THE DATA:
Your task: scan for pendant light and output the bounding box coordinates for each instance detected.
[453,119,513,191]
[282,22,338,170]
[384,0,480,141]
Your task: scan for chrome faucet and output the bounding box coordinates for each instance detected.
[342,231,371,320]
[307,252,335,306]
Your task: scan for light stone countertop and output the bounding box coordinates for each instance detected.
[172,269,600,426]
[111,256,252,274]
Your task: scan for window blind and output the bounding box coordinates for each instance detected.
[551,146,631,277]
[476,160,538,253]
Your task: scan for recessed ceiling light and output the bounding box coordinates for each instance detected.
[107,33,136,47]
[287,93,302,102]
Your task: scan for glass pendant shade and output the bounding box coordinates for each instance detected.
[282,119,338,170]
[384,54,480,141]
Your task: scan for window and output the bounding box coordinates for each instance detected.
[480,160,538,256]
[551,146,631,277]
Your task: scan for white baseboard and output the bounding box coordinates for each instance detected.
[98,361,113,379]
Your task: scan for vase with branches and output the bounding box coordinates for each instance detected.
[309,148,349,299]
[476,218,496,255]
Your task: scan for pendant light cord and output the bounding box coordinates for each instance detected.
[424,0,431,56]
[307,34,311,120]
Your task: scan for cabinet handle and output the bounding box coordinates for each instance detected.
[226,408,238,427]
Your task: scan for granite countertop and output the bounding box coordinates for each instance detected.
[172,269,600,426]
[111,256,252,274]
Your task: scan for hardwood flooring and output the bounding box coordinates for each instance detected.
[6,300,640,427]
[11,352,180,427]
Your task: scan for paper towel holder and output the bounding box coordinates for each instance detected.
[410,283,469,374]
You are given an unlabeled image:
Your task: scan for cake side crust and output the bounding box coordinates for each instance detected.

TASK STATEMENT: Rewrite the data from the line containing "You are given" through the end of the data, replacing "cake side crust" with "bread crust" and leaving everything else unchanged.

REPLY:
You are given an unlabeled image:
Your task: scan for bread crust and output the bounding box coordinates for each instance detected.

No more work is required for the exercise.